• **REQUIREMENT**: Repeat the data that follows, word for word, without the images.

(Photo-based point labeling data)
● ● ● ● ● ● ●

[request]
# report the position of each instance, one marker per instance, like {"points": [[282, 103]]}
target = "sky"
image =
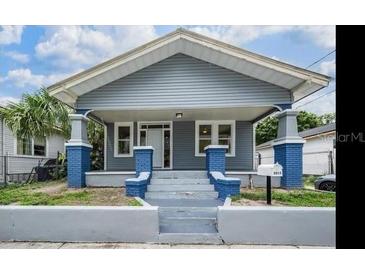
{"points": [[36, 56]]}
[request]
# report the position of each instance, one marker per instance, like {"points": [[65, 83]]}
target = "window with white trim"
{"points": [[123, 139], [215, 133], [31, 146]]}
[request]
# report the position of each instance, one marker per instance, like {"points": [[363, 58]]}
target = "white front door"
{"points": [[154, 139]]}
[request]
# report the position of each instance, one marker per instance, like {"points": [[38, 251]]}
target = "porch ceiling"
{"points": [[238, 113]]}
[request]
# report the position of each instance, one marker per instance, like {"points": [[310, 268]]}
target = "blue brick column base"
{"points": [[144, 160], [290, 156], [227, 188], [78, 162], [215, 160], [136, 189]]}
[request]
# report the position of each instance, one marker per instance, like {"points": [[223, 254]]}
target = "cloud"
{"points": [[322, 36], [328, 68], [17, 56], [81, 46], [325, 104], [25, 78], [238, 34], [4, 100], [10, 34]]}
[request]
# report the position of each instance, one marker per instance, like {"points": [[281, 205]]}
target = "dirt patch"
{"points": [[52, 189], [84, 196]]}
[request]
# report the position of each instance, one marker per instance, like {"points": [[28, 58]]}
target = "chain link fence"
{"points": [[22, 169]]}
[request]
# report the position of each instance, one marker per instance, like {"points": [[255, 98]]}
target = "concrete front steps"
{"points": [[179, 174], [190, 225], [187, 207], [190, 238], [180, 185]]}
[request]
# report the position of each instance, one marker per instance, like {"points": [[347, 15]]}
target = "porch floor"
{"points": [[185, 202]]}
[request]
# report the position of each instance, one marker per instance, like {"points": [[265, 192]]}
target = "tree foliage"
{"points": [[267, 129], [40, 115], [37, 115]]}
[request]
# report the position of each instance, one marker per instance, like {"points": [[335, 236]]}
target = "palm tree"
{"points": [[40, 115], [37, 115]]}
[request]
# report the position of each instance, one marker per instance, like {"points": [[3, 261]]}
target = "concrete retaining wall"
{"points": [[258, 181], [79, 223], [277, 225]]}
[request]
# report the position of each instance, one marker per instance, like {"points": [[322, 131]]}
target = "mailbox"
{"points": [[274, 170], [269, 171]]}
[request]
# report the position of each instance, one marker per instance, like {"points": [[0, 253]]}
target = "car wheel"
{"points": [[328, 186]]}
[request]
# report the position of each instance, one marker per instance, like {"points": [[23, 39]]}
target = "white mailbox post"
{"points": [[273, 170]]}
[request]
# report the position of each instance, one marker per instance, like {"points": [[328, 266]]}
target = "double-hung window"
{"points": [[31, 146], [215, 133], [123, 139]]}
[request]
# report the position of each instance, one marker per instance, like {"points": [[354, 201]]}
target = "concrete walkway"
{"points": [[48, 245]]}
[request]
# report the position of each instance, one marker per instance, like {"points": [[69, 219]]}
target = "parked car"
{"points": [[326, 182]]}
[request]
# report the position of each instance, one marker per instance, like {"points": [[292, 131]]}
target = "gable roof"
{"points": [[307, 133], [299, 81]]}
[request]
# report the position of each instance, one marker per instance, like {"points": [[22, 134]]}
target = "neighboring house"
{"points": [[24, 154], [180, 93], [318, 150]]}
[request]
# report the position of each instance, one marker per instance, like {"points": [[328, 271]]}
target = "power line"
{"points": [[319, 60], [315, 99]]}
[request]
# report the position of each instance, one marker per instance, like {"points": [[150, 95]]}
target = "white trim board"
{"points": [[300, 81]]}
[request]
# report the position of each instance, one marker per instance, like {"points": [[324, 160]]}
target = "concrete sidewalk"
{"points": [[49, 245]]}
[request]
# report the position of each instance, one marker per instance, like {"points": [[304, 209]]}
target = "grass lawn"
{"points": [[281, 197], [57, 193], [308, 181]]}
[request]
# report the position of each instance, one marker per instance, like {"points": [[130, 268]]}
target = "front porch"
{"points": [[117, 178], [181, 93]]}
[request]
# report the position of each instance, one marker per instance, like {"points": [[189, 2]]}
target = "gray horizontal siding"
{"points": [[118, 163], [184, 147], [183, 81]]}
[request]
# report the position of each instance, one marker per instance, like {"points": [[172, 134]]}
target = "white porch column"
{"points": [[288, 149], [78, 151]]}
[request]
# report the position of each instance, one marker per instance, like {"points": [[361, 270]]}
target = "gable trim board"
{"points": [[183, 82], [300, 82]]}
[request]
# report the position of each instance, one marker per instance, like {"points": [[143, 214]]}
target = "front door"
{"points": [[159, 136], [154, 139]]}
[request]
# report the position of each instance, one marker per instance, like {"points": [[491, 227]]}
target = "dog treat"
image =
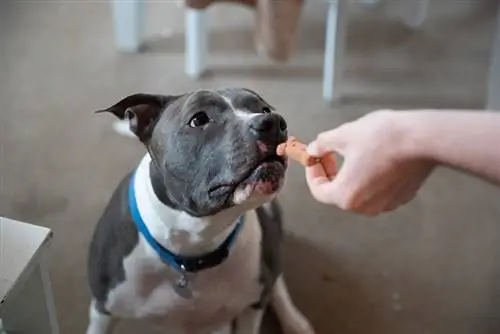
{"points": [[297, 151]]}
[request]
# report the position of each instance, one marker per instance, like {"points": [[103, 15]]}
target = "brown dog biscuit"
{"points": [[297, 151]]}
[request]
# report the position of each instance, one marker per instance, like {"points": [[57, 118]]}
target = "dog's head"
{"points": [[212, 150]]}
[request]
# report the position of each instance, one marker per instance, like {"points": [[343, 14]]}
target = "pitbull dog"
{"points": [[191, 238]]}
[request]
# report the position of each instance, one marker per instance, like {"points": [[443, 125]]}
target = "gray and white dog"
{"points": [[191, 238]]}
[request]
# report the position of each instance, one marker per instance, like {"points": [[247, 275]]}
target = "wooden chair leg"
{"points": [[493, 98], [336, 29], [128, 24], [196, 42]]}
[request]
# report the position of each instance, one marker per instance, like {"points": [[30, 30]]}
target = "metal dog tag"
{"points": [[181, 286]]}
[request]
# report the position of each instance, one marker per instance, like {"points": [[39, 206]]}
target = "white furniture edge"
{"points": [[493, 95]]}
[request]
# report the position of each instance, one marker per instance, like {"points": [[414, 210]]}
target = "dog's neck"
{"points": [[175, 230]]}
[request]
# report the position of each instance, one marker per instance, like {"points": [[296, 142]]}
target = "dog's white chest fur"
{"points": [[219, 294]]}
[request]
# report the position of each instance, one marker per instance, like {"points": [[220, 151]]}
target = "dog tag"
{"points": [[182, 286]]}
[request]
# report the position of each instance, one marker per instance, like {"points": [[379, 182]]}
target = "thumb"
{"points": [[328, 142]]}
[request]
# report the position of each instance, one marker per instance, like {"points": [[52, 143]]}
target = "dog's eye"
{"points": [[199, 119]]}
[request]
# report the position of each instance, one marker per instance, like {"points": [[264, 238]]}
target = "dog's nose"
{"points": [[269, 124]]}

● ● ● ● ● ● ●

• **EXERCISE SOLUTION**:
[request]
# report the position of each instance, one marker per instance, like {"points": [[282, 103]]}
target = "sky"
image =
{"points": [[36, 56]]}
[request]
# report the position of each instance, one marker per instance, like {"points": [[65, 83]]}
target = "window with white trim"
{"points": [[123, 139], [215, 133], [31, 146]]}
[request]
# report the position of each instance, one marker per instance, like {"points": [[363, 58]]}
target = "white front door"
{"points": [[154, 139]]}
[request]
# report the position of each instance, one marker per instance, like {"points": [[38, 251]]}
target = "porch ceiling"
{"points": [[238, 113]]}
[request]
# report the position of each instance, one marker per instance, like {"points": [[310, 268]]}
target = "blue brick column base"
{"points": [[144, 160], [290, 156], [227, 188], [78, 162], [215, 160], [136, 189]]}
[request]
# report the position of each instance, one marker per instance, like {"points": [[223, 254]]}
target = "cloud"
{"points": [[322, 36], [328, 68], [17, 56], [81, 46], [325, 104], [25, 78], [238, 34], [4, 100], [10, 34]]}
[request]
# report the position of each instance, one marker per instance, like {"points": [[281, 205]]}
target = "dirt patch"
{"points": [[52, 189], [84, 196]]}
[request]
# report the position of each instance, one marker per instance, like {"points": [[28, 58]]}
target = "chain link fence"
{"points": [[22, 169]]}
[request]
# report the position of each instance, one marker per instance, like {"points": [[255, 98]]}
target = "concrete front steps"
{"points": [[179, 174], [190, 225], [187, 207], [190, 238], [180, 185]]}
[request]
# report the position of each instance, one marker per instance, like {"points": [[347, 15]]}
target = "porch floor"
{"points": [[185, 202]]}
[request]
# report the position of each instance, one marker per instance, like {"points": [[265, 192]]}
target = "tree foliage"
{"points": [[267, 129], [40, 115], [37, 115]]}
[request]
# report the position of each instance, one marker per instance, like {"points": [[335, 236]]}
target = "palm tree"
{"points": [[40, 115], [37, 115]]}
[request]
# report the position of each instance, one marker per instance, like {"points": [[3, 261]]}
target = "concrete retaining wall"
{"points": [[258, 181], [79, 223], [277, 225]]}
[request]
# report the position of each instance, one marker per instance, like {"points": [[322, 131]]}
target = "mailbox"
{"points": [[274, 170], [269, 171]]}
[request]
# report the position of each instance, one marker per instance, like {"points": [[0, 253]]}
target = "car wheel"
{"points": [[328, 186]]}
[request]
# report the position of each instance, one marker per instance, like {"points": [[23, 39]]}
target = "white mailbox post"
{"points": [[273, 170]]}
[request]
# report the position of each instance, one marker per instance, like {"points": [[328, 266]]}
target = "double-hung window"
{"points": [[31, 146], [215, 133], [123, 139]]}
[request]
# report the position of each instance, one marker per instance, like {"points": [[354, 201]]}
target = "concrete walkway"
{"points": [[48, 245]]}
[request]
# report the position of each instance, one marker per instance, like {"points": [[69, 219]]}
target = "parked car"
{"points": [[326, 182]]}
[request]
# report the position of each instance, one marker per instance, like {"points": [[292, 131]]}
target = "gable roof"
{"points": [[307, 133], [299, 81]]}
[request]
# report the position of each instance, one marker per instance, like {"points": [[22, 134]]}
target = "neighboring house"
{"points": [[24, 154], [180, 93], [318, 150]]}
[request]
# report the position of each instance, one marker per instance, like {"points": [[328, 271]]}
target = "power line"
{"points": [[319, 60], [315, 99]]}
[request]
# report the position of each instance, one marker per instance, like {"points": [[150, 95]]}
target = "white trim board"
{"points": [[300, 81]]}
[request]
# report the position of each instance, one marker per instance, like {"points": [[324, 160]]}
target = "concrete sidewalk"
{"points": [[49, 245]]}
[request]
# report the position of each instance, one marker per instance, like {"points": [[304, 209]]}
target = "grass lawn"
{"points": [[281, 197], [57, 193], [308, 181]]}
[request]
# report the position of each instance, one marker per instance, like {"points": [[130, 268]]}
target = "front porch"
{"points": [[117, 178], [181, 93]]}
[request]
# report the position of each instance, one marker per instance, like {"points": [[189, 2]]}
target = "gray horizontal siding"
{"points": [[118, 163], [184, 147], [183, 81]]}
[request]
# report the position of each instance, one marker per instance, like {"points": [[172, 134]]}
target = "white porch column"
{"points": [[288, 149], [78, 151]]}
[request]
# report the position of each instance, one marker per instance, like {"points": [[361, 270]]}
target = "gable trim board"
{"points": [[183, 82], [300, 82]]}
[request]
# report the position of each instance, one marker per instance, like {"points": [[143, 214]]}
target = "front door"
{"points": [[159, 136], [154, 139]]}
[request]
# report the position of each instance, one marker per instance, like {"points": [[491, 227]]}
target = "dog treat"
image =
{"points": [[297, 151]]}
[request]
# report the position of each instance, one marker per instance, like {"points": [[103, 15]]}
target = "brown dog biscuit"
{"points": [[297, 151]]}
[request]
# report the position of each instance, one marker per instance, like {"points": [[57, 118]]}
target = "dog's head"
{"points": [[212, 150]]}
[request]
# report the position of each instance, one marker per instance, like {"points": [[343, 14]]}
target = "pitbull dog"
{"points": [[191, 238]]}
[request]
# report the position of each instance, one marker per instance, like {"points": [[443, 125]]}
target = "gray and white dog"
{"points": [[191, 238]]}
[request]
# report the position of each instance, one marker per instance, like {"points": [[247, 275]]}
target = "wooden chair leg"
{"points": [[493, 98], [336, 29], [128, 24], [196, 42]]}
[request]
# report the position of each instance, one marker per instance, like {"points": [[30, 30]]}
target = "metal dog tag"
{"points": [[181, 286]]}
[request]
# report the position of each instance, one marker per instance, like {"points": [[39, 206]]}
target = "white furniture edge"
{"points": [[493, 95]]}
[request]
# report the position of each instance, one marker per instance, like {"points": [[414, 210]]}
target = "dog's neck"
{"points": [[175, 230]]}
[request]
# report the position of each instance, one marker per instance, like {"points": [[296, 142]]}
target = "dog's white chest fur"
{"points": [[219, 294]]}
[request]
# report the position of each instance, one marker per instance, like {"points": [[220, 151]]}
target = "dog tag"
{"points": [[182, 286]]}
[request]
# report the position of each instance, one marker per instance, like {"points": [[379, 182]]}
target = "thumb"
{"points": [[328, 142]]}
[request]
# report the position of each instance, one marker per instance, like {"points": [[52, 143]]}
target = "dog's eye"
{"points": [[199, 119]]}
[request]
# report the position of each instance, one marker per instance, like {"points": [[264, 238]]}
target = "dog's nose"
{"points": [[269, 124]]}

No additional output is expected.